-- Page extract --
-=-=-=-=-

For: Issuers of financial instruments and Members of Oslo Børs
Date: 14/12/2005


1 Introduction/Summary

By Royal Decree dated 9 December 2005, the ‘Act of 10 June 2005 No. 42 on changes to the securities trading act etc. (implementation of the prospectus directive)’ comes into force on 1 January 2006. The Ministry of Finance also issued a number of supplementary regulations on 9 December 2005.

The changes to the Securities Trading Act (the “STA”) and the related regulations represent the implementation in Norwegian law of the EU prospectus directive (Directive 2003/71/EF) (the ”Prospectus Directive”) and commission regulation (EF) 809/2004 (the ”Commission Regulation”). The new legislation and regulations are intended to lead to greater harmonisation of the rules for securities prospectuses within the EU/EEA. This includes making it possible for a prospectus approved in any one EEA member state to be used in all other EEA member states.

The new prospectus rules represent a continuation of the main principles of the current legislation and regulations, but will cause changes on a number of points.

The most important changes from the current prospectus rules are as follows:

(i) The obligation to produce a prospectus basically arises in two situations:
(a) An offer of transferable securities for purchase or subscription (addressed to at least 100 persons/for at least EUR 100,000).
(b) Admission to listing on a stock exchange or authorised marketplace.
(ii) EEA prospectuses must be approved by Oslo Børs (including offers of un-listed securities). Other prospectuses (”Registration Prospectuses”) must be registered with Foretaksregisteret (the Register of Business Enterprises).
(iii) Euro-passport for EEA prospectuses.
(iv) New requirements for the content of EEA prospectuses.
(v) Prospectuses will now be valid for 12 months.
(vi) Opportunity to issue a prospectus as several documents (Registration Document, Securities Note and Summary Note).
(vii) The requirements for the content of the prospectus can be satisfied by reference to other documents (incorporation by reference).
(viii) For borrowing programmes etc., a base prospectus can be used subject to more detailed provisions as soon as the relevant regulation has been approved. Oslo Børs intends to publish a separate circular on base prospectuses as soon as the regulation is published.
(ix) Thresholds in respect of amounts and percentages are calculated on a 12-month basis.
(x) A new duty for a company with listed securities to provide Oslo Børs with an annual summary of the information it has published .

The following sections provide an overview of the main provisions that are significant for prospectuses produced in relation to securities listed on Oslo Børs. The circular concentrates on what are known as EEA prospectuses. This term applies in the first instance to prospectuses that must be produced in connection with any offer with total consideration of at least EUR 2,500,000 that is addressed to at least 100 persons in the Norwegian market, as well as prospectuses produced in connection with an admission to listing. Such prospectuses must be approved by Oslo Børs, and this includes offers of un-listed securities. The circular will therefore be relevant for such cases.

-=-=-=-=-

-- What you are asked to do --
Extend the Oslo Børs circular on the new prospectus rules above, beginning after its last sentence.

-- Dataset content --
-=-=-=-=-

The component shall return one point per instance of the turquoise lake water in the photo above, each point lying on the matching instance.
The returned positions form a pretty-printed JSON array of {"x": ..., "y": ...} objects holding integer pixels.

-=-=-=-=-

-- Final answer --
The overall responsibility for inspecting prospectuses has been assigned to Kredittilsynet, but operational responsibility has been delegated to Oslo Børs.

By issuing this Circular No. 9/2005, Oslo Børs hereby cancels the following Circulars: Nos. 10/97, 14/97, 16/97, 18/97, 3/98, 9/98, 5/2000 and 9/2000. Circular No. 4/2004 will continue to apply subject to the changes required by section 3.7 below. The Regulation of 15 December 1997 No. 1306 on registration as a professional investor is also cancelled.

Oslo Børs has produced a more detailed paper on the new prospectus rules as an appendix to this circular, New prospectus rules in Chapter 5 of the Securities Trading Act and related regultations.

In addition, Oslo Børs invites interested parties to a seminar on the practical application of the rules and prospectus inspection on 9 or 10 January 2006 (shares) and 13 or 16 January (bonds), see the attached invitations.


2 Transitional rules

In accordance with the ‘Regulation of 9 December 2005 on transitional rules’, prospectuses can be produced in accordance with the current rules until 1 March 2006, subject to inspection/registration of the prospectus being finally completed prior to this date and the actual offer/admission to listing being carried out before 1 April 2006.

However, Oslo Børs wishes to stress that the question of whether the obligation to produce a prospectus applies will be governed solely by the new rules from 1. January 2006.

Where prospectuses are submitted to Oslo Børs for inspection during the transitional period mentioned, the issuer must make it clear under which rules the inspection is to be carried out.

The risk that inspection of a prospectus will not be finally completed before 1 March 2006 lies solely with the party producing the prospectus. Moreover, prospectuses that are not submitted to Oslo Børs for inspection prior to 16:00 on 14 February 2006 will automatically be inspected and approved in accordance with the new rules. Oslo Børs wishes to stress that it will only accept that a draft prospectus has been submitted for inspection if it is sufficiently complete for this purpose.

Oslo Børs will not be able to approve any prospectus in accordance with the former rules after 1 March 2006, regardless of when the inspection commenced.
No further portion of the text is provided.